*Direction:*
Can you rewrite the records, from the start up to and including the line with "667 457 L 667", as a two-column CSV with the columns input and output, one row per record, with each field in quotation marks, line breaks turned into spaces, and the pictures left out?

*Provided information:*

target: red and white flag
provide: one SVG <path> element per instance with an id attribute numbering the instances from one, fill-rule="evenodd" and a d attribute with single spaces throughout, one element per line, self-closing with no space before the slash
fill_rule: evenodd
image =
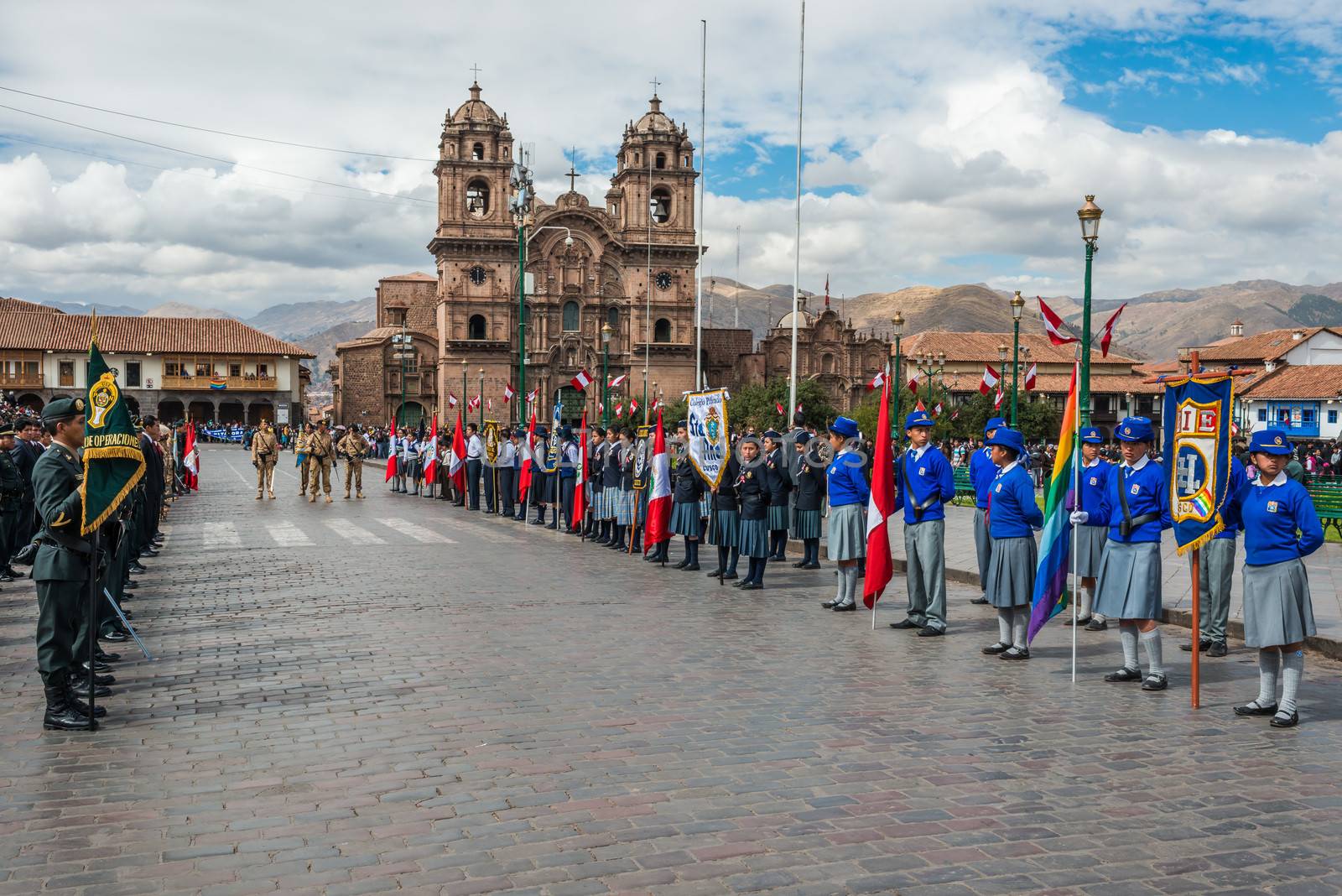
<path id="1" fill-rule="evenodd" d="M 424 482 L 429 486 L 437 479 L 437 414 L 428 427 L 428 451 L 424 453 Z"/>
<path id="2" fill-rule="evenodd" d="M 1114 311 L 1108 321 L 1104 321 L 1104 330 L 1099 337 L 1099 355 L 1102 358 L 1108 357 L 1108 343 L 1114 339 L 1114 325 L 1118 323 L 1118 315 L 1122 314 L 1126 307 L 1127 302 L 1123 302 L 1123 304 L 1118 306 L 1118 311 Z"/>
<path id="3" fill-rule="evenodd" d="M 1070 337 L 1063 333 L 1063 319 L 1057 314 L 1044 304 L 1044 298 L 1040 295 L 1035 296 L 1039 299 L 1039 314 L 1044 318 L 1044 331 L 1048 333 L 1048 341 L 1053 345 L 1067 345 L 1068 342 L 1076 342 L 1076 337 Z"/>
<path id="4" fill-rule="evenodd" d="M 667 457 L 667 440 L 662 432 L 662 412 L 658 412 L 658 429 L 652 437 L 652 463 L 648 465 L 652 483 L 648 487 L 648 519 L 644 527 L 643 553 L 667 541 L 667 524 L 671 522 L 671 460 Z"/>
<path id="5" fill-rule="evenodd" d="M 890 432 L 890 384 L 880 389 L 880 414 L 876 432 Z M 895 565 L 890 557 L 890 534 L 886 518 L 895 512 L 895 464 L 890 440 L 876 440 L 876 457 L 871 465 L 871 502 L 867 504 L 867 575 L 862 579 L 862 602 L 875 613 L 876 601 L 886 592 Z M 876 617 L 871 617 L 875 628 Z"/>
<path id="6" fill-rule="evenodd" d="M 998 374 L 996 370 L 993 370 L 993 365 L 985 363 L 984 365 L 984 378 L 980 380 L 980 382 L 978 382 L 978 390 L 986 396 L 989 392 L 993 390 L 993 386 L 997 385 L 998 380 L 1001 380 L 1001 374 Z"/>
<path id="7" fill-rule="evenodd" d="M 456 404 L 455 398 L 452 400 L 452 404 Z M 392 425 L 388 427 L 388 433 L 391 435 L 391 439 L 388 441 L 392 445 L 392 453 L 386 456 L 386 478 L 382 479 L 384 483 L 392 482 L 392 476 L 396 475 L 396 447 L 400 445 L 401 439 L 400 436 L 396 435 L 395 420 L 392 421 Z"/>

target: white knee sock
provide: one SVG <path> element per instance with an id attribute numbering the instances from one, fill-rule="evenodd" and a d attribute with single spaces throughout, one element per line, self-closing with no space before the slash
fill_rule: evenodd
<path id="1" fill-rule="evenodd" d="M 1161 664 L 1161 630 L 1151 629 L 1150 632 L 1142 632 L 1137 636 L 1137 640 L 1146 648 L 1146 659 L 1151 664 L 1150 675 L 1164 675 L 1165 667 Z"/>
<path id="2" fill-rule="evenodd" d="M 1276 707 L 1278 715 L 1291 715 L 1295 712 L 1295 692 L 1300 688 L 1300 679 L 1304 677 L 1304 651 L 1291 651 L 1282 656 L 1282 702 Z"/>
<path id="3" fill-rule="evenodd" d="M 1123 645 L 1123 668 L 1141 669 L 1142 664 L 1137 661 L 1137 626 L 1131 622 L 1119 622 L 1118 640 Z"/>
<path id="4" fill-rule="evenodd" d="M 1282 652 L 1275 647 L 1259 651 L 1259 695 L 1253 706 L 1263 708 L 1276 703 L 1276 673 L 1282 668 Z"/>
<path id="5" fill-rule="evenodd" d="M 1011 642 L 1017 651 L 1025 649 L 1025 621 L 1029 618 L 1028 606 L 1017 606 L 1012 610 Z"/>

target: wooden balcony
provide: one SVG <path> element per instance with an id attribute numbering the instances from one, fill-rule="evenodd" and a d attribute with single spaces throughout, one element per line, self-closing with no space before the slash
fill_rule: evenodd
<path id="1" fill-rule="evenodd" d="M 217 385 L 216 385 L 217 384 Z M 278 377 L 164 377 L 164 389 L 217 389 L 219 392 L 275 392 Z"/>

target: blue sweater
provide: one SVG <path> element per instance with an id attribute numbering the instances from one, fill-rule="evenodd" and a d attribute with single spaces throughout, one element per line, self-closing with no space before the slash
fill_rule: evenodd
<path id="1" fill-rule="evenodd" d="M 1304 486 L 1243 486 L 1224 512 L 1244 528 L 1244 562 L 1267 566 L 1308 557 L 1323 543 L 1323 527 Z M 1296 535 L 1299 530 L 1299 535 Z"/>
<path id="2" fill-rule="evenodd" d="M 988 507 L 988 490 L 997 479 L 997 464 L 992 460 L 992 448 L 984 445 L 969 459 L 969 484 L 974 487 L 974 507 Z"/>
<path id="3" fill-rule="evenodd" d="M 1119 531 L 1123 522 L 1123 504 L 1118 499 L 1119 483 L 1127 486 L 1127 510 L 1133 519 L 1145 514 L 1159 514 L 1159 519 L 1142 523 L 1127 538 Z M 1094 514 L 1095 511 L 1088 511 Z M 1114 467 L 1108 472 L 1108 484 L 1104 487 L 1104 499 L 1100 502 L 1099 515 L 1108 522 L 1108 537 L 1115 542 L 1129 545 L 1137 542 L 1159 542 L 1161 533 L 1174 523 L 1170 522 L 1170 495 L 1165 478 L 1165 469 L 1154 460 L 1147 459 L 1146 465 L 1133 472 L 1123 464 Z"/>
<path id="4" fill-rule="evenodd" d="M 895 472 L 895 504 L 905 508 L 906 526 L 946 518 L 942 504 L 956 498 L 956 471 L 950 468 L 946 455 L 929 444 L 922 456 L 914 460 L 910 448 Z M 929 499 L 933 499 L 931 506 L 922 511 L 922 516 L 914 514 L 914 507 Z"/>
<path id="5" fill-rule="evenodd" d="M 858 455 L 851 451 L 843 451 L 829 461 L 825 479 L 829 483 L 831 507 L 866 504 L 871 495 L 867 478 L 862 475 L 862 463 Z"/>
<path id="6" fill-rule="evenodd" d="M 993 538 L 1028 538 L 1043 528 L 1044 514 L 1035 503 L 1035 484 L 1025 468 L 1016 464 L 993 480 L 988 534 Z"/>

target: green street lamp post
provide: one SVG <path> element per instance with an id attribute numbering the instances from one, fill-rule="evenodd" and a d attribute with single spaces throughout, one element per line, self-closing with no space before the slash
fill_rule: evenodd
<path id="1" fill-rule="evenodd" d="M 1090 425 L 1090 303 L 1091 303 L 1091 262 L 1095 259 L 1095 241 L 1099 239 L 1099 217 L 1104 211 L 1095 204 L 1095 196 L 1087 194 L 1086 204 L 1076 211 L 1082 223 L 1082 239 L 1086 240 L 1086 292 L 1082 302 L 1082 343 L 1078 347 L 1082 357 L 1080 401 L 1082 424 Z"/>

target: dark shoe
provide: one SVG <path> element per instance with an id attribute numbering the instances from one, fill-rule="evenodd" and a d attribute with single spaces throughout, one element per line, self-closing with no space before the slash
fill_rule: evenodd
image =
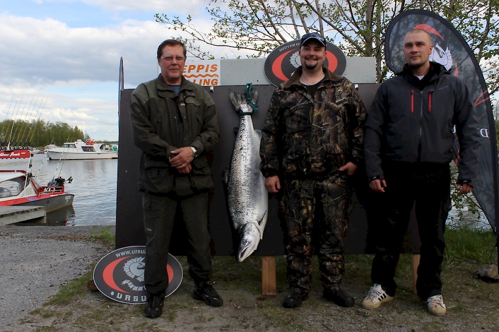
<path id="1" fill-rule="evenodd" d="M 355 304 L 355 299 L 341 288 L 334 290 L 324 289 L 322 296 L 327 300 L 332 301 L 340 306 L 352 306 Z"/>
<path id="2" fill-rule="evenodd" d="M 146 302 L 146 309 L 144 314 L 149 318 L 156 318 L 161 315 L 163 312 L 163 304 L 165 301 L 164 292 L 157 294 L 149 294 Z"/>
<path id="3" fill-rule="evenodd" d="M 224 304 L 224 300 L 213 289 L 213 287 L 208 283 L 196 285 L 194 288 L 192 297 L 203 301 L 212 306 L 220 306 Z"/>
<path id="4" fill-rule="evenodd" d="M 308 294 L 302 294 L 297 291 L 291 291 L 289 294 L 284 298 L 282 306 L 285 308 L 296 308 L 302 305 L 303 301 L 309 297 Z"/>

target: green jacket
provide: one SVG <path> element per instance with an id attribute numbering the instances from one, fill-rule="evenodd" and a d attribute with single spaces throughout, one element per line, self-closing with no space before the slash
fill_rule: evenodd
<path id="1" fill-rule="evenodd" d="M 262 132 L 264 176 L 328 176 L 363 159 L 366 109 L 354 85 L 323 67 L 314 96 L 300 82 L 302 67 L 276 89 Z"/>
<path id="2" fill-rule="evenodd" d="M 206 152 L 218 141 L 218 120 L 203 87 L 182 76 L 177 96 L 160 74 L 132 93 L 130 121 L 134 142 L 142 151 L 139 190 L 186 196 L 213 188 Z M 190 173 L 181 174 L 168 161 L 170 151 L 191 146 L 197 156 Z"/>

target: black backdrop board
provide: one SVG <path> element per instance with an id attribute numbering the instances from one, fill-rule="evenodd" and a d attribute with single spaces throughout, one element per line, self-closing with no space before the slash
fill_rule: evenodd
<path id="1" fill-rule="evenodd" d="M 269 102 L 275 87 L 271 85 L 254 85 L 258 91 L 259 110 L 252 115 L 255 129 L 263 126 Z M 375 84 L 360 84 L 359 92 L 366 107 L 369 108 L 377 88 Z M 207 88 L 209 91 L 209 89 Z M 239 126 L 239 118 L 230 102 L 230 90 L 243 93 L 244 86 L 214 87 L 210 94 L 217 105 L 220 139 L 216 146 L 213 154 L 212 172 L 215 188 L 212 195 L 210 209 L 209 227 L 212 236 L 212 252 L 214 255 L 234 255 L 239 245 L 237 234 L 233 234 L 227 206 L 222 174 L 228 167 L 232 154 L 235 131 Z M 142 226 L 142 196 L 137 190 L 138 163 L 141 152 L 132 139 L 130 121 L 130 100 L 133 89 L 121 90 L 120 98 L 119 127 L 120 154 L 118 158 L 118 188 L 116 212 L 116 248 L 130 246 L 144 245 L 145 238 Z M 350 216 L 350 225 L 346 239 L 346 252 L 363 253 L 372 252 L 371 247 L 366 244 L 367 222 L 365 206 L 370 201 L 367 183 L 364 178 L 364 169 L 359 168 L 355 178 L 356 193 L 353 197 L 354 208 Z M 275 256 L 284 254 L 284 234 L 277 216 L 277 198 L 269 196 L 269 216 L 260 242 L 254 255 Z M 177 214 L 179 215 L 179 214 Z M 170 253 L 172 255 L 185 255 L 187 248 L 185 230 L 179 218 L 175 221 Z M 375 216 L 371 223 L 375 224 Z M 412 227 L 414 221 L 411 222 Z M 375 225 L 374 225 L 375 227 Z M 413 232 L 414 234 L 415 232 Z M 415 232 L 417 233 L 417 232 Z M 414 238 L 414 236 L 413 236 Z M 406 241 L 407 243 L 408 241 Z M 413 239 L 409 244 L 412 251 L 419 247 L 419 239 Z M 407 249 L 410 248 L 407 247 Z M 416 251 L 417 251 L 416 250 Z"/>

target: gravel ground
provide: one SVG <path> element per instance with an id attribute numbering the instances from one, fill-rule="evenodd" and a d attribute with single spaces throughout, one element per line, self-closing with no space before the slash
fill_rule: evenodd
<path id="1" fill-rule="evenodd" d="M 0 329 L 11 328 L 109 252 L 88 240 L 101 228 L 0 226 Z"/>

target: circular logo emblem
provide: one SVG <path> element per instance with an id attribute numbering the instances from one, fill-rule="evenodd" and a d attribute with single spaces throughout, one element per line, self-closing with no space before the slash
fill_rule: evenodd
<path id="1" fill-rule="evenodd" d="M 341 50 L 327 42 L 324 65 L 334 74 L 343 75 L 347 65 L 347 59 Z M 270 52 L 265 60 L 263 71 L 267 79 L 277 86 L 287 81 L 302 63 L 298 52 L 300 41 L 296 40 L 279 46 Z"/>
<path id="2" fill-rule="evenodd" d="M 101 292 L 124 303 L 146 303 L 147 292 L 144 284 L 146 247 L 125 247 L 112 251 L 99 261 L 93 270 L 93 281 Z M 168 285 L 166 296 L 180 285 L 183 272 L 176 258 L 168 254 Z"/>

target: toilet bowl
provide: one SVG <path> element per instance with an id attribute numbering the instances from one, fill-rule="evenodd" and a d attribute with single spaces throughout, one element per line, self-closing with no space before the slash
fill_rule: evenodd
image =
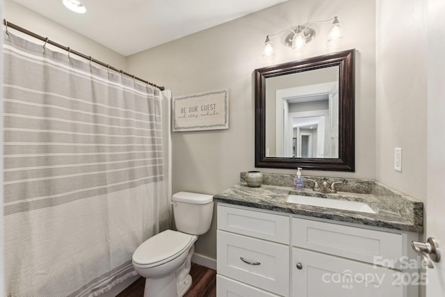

*Result of the task:*
input,output
"target: red and white flag provide: one SVG <path> element per instance with an id attribute numbering the instances from one, fill-rule=""evenodd"" and a d attribute with single spaces throughout, one element per line, self-closing with no space before the slash fill_rule: evenodd image =","<path id=""1"" fill-rule=""evenodd"" d=""M 424 482 L 429 486 L 437 479 L 437 414 L 428 427 L 428 451 L 424 453 Z""/> <path id=""2"" fill-rule=""evenodd"" d=""M 1114 311 L 1108 321 L 1104 321 L 1104 330 L 1099 337 L 1099 355 L 1102 358 L 1108 357 L 1108 343 L 1114 339 L 1114 325 L 1118 323 L 1118 315 L 1122 314 L 1126 307 L 1127 302 L 1123 302 L 1123 304 L 1118 306 L 1118 311 Z""/> <path id=""3"" fill-rule=""evenodd"" d=""M 1070 337 L 1063 333 L 1063 319 L 1057 314 L 1044 304 L 1044 298 L 1040 295 L 1035 296 L 1039 299 L 1039 314 L 1044 318 L 1044 331 L 1048 333 L 1048 341 L 1053 345 L 1067 345 L 1068 342 L 1076 342 L 1076 337 Z""/> <path id=""4"" fill-rule=""evenodd"" d=""M 667 457 L 667 440 L 662 432 L 662 412 L 658 412 L 658 429 L 652 437 L 652 463 L 648 465 L 652 483 L 648 487 L 648 519 L 644 527 L 643 553 L 667 541 L 667 524 L 671 522 L 671 460 Z""/>"